> **Exercise instructions**
Continue the passage on SoxD and neurite guidance in the Drosophila visual system, picking up right after its final sentence.

> **Passage provided**

=-=-=-=-=

Transcriptional control is a key regulator of many cellular processes including neuronal differentiation and axon/dendrite guidance. A large number of transcription factors have been identified to play a role during neurite guidance. Here we describe the function of Sox102F, the only member of the SoxD family in Drosophila melanogaster, in the regulation of neurite targeting in the visual system. According to our phylogenetic analysis, Sox102F has high homology to human Sox5, Sox6 and Sox13 transcription factors; therefore, we propose to rename this protein SoxD. During larval brain development, SoxD is expressed in neurons of the medulla and the lobula complex, while in the lamina, SoxD is transiently expressed before LPC differentiation into neurons. SoxD knockdown in all neurons or in lobula plate neurons severely affects the morphology of the lobula plate neuropil, impairing fly optomotor behaviour. Thus, we show that SoxD is required for the control of lobula plate T4 and T5 neurite guidance without affecting neuronal fate. Finally, we demonstrate that misexpression of SoxD is sufficient to alter neurite guidance in photoreceptors and mushroom body Kenyon cells.
The lobula plate is one of the less explored ganglia of the Drosophila visual system. Although neurogenesis has been described in some detail8,9, later stages of development and the mechanisms directing neuronal subtype specification are starting to be described34. The lobula plate has an important role in motion detection in insects, while the lobula has a role in the integration of optic stimuli and the behavioural response. Two important neuronal populations in this regard are T4 and T5 neurons, which gather information from the medulla and lobula respectively and make their synaptic outputs in the lobula plate28,39. Upon SoxD knockdown in all neurons (Elav-GAL4), specifically in T4/T5 neurons (IPC-GAL4 plus R42F06-Gal4) or only in T5 neurons (R42H07-GAL4), we observed defects in lobula plate morphology with increasing severity correlated with the number of affected neurons. This result suggests that SoxD may be also required for the developing of other lobula plate neurons and not only for T4/T5 neurons. In addition to RNAi-mediated knockdown experiments, we used a combination of soxD alleles that reduces the gene dosage. This hypomorphic condition showed a similar but milder phenotype, supporting the specificity of this phenotype to SoxD function. Furthermore, analysing SoxD knockdown phenotype in T4 or T5 neurons, we observed alterations in axon/dendrite guidance that could explain the motion perception defects of the adult animal.

=-=-=-=-=

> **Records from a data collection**

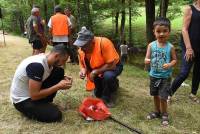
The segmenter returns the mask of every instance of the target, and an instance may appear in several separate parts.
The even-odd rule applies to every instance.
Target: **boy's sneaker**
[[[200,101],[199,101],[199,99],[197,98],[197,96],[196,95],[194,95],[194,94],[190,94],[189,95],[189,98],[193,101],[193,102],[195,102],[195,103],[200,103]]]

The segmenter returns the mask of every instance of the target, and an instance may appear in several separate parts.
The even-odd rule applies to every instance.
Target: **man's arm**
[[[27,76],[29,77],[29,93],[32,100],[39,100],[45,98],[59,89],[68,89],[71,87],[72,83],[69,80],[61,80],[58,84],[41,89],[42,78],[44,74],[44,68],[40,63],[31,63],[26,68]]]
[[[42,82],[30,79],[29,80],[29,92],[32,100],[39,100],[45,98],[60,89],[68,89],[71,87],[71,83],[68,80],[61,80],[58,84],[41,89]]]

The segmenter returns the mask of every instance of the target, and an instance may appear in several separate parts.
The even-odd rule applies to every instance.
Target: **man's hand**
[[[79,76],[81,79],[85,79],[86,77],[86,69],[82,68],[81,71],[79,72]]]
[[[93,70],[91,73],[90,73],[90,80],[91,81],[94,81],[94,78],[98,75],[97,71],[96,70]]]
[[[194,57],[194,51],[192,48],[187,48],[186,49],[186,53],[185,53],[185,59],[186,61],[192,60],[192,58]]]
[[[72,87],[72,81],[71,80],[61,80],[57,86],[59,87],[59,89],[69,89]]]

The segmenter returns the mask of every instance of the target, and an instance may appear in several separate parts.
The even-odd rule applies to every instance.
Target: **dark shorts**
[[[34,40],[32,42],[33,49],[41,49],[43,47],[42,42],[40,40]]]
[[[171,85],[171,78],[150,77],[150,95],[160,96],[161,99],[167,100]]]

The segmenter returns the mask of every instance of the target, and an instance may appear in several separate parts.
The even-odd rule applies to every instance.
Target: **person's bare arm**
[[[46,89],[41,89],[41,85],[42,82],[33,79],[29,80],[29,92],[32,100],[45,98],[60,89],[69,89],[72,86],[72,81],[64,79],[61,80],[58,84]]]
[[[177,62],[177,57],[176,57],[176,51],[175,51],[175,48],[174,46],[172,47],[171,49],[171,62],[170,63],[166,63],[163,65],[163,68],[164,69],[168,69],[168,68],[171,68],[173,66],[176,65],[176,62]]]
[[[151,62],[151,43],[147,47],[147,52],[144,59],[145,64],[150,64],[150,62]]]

=-=-=-=-=

> **Task result**
Recently, Li et al. showed that SoxD is involved in neuronal development and degeneration. They demonstrated that SoxD is required for synaptic bouton development at the neuromuscular junction, dendritic arborisation in sensory neurons, olfactory behaviour and climbing21. We described a similar role for SoxD in the development of the lobula plate, but found no evidence of apoptosis upon SoxD knockdown in larval stages (data not shown), suggesting that the phenotype observed was not due to loss of lobula plate neurons but to neurite mistargeting during development. Moreover, we showed that optomotor behaviour is also affected after SoxD knockdown, complementing Li et al.’s behavioural observations. This evidence lends support for the role of SoxD in axon and dendrite guidance in different types of neurons of the CNS.
The mechanisms by which lobula plate neurite guidance is controlled by SoxD are unknown. Recently, it was described that Atonal promotes the differentiation of T4 and T5 neurons33, while Notch signalling activity discriminates between T4 and T5 neuronal fates34. We observed that loss of SoxD did not affect T4/T5 differentiation markers, suggesting that the function of SoxD lays downstream of the T4/T5 fate decision. Thus, we propose that SoxD controls final stages of neuronal differentiation during development.
The overgrowth of neurites observed upon SoxD knockdown in T4 and T5 neurons may result from defects in sensing an inhibitory guidance cue that restrict their growth into the medulla or the lobula. In accordance to this hypothesis, SoxD misexpression strongly affects neurite guidance in at least two different systems: photoreceptors and Kenyon cells. This supports the possible role of SoxD on sensing guidance cues. Additionally, the presence of the synaptic terminal marker in T5 dendrites after SoxD knockdown, suggests problems in neurite differentiation that could contribute to the guidance defects. Interestingly, the R42H07-GAL4 driver used to target T5 neurons was generated using an enhancer from the soxD locus37. This enhancer does not recapitulate the entire expression of soxD, which is also expressed in T4 neurons and other lobula plate neurons. However, SoxD knockdown was associated to an increase of the GFP fluorescence driven by R42H07-GAL4 (see levels in Fig. 6), suggesting that SoxD may negatively regulate this enhancer.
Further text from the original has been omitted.